• [Text to read]:
========

Salary benchmarking as a strategic advantage

Salary benchmarking is most effective when viewed as an ongoing, strategic process rather than a purely reactive exercise. By consistently reviewing market data, aligning pay with organisational goals and communication openly with their workforce, employers can build trust, strengthen overall engagement and remain competitive in a challenging landscape.

Cover "Salary Trends Report"

Frequently asked questions (FAQs)

What is salary benchmarking?

Salary benchmarking is the process of comparing an organisation’s pay and benefits against market data to ensure compensation is competitive, fair and aligned with industry standards. 

Why is salary benchmarking important for employers?

It helps employers attract and retain talent, remain competitive in the labour market, support fair pay practices and make informed, data-driven compensation decisions.

How often should salary benchmarking be done?

Most organisations conduct salary benchmarking annually or bi-annually, depending on market volatility, budget constraints and workforce changes.

========

• [Pointing records]:
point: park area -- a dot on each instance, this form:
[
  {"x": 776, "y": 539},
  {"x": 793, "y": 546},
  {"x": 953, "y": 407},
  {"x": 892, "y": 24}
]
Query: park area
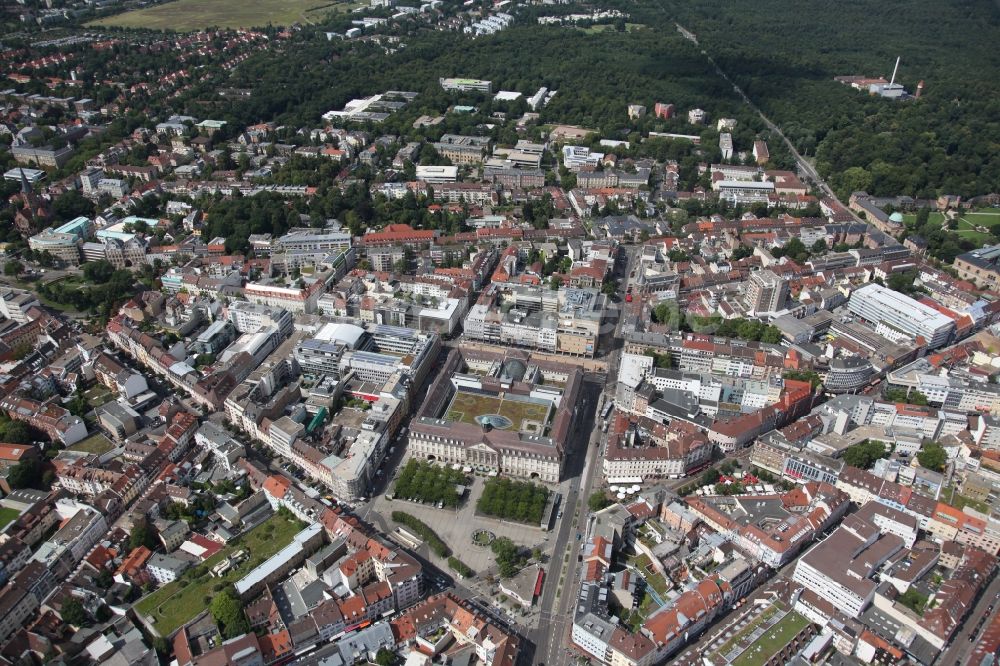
[
  {"x": 96, "y": 443},
  {"x": 513, "y": 500},
  {"x": 973, "y": 225},
  {"x": 178, "y": 602},
  {"x": 188, "y": 15},
  {"x": 7, "y": 515},
  {"x": 515, "y": 412},
  {"x": 755, "y": 643},
  {"x": 426, "y": 482}
]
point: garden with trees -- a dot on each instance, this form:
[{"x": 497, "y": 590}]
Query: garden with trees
[
  {"x": 422, "y": 481},
  {"x": 422, "y": 530},
  {"x": 519, "y": 501},
  {"x": 864, "y": 454}
]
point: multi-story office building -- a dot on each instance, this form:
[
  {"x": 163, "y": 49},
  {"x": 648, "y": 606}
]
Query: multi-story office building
[
  {"x": 766, "y": 292},
  {"x": 65, "y": 247},
  {"x": 840, "y": 569},
  {"x": 899, "y": 317},
  {"x": 465, "y": 85},
  {"x": 251, "y": 317},
  {"x": 981, "y": 266},
  {"x": 462, "y": 149}
]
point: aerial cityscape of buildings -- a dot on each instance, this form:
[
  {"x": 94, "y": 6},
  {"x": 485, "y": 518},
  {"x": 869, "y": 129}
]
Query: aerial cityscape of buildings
[{"x": 440, "y": 377}]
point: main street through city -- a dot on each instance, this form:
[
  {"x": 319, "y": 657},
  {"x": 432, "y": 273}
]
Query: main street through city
[{"x": 552, "y": 637}]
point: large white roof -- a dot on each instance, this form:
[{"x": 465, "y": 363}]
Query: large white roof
[{"x": 348, "y": 334}]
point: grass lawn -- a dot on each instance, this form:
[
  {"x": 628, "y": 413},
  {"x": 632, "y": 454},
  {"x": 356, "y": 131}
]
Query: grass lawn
[
  {"x": 178, "y": 602},
  {"x": 94, "y": 444},
  {"x": 186, "y": 15},
  {"x": 985, "y": 218},
  {"x": 772, "y": 641},
  {"x": 610, "y": 27},
  {"x": 653, "y": 578},
  {"x": 465, "y": 407},
  {"x": 7, "y": 515},
  {"x": 748, "y": 629},
  {"x": 911, "y": 218},
  {"x": 98, "y": 395},
  {"x": 959, "y": 501}
]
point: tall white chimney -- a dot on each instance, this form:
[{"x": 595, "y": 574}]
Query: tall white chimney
[{"x": 894, "y": 70}]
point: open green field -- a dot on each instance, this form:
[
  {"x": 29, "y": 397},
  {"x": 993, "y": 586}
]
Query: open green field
[
  {"x": 772, "y": 641},
  {"x": 94, "y": 444},
  {"x": 98, "y": 395},
  {"x": 967, "y": 223},
  {"x": 652, "y": 576},
  {"x": 178, "y": 602},
  {"x": 465, "y": 407},
  {"x": 187, "y": 15},
  {"x": 7, "y": 515},
  {"x": 909, "y": 219},
  {"x": 605, "y": 27}
]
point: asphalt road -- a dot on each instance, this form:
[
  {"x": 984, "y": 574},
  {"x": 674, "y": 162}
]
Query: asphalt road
[
  {"x": 962, "y": 644},
  {"x": 805, "y": 167},
  {"x": 552, "y": 637}
]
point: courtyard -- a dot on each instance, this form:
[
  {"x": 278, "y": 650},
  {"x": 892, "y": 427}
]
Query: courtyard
[
  {"x": 515, "y": 412},
  {"x": 456, "y": 527}
]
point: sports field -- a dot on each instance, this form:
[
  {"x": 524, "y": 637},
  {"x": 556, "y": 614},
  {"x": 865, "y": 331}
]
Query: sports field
[
  {"x": 773, "y": 640},
  {"x": 178, "y": 602},
  {"x": 8, "y": 515},
  {"x": 972, "y": 225},
  {"x": 466, "y": 406},
  {"x": 187, "y": 15}
]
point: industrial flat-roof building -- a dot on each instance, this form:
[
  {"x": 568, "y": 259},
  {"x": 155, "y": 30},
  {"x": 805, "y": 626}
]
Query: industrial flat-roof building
[{"x": 899, "y": 317}]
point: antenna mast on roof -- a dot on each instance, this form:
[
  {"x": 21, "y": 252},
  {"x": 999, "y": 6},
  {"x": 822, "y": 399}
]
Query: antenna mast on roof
[{"x": 894, "y": 70}]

========

• [Tasks for this exercise]:
A – List every question that appears in the FAQ section of the salary benchmarking text.
B – Restate word for word everything in the salary benchmarking text from "It helps employers" down to "benchmarking be done?".
C – According to the salary benchmarking text, how often do most organizations conduct salary benchmarking?
The rows are separate material, unrelated to the salary benchmarking text.

• [Answers to the exercises]:
A –
What is salary benchmarking?
Why is salary benchmarking important for employers?
How often should salary benchmarking be done?

B –
It helps employers attract and retain talent, remain competitive in the labour market, support fair pay practices and make informed, data-driven compensation decisions.

How often should salary benchmarking be done?

C – Annually or bi-annually, depending on market volatility, budget constraints and workforce changes.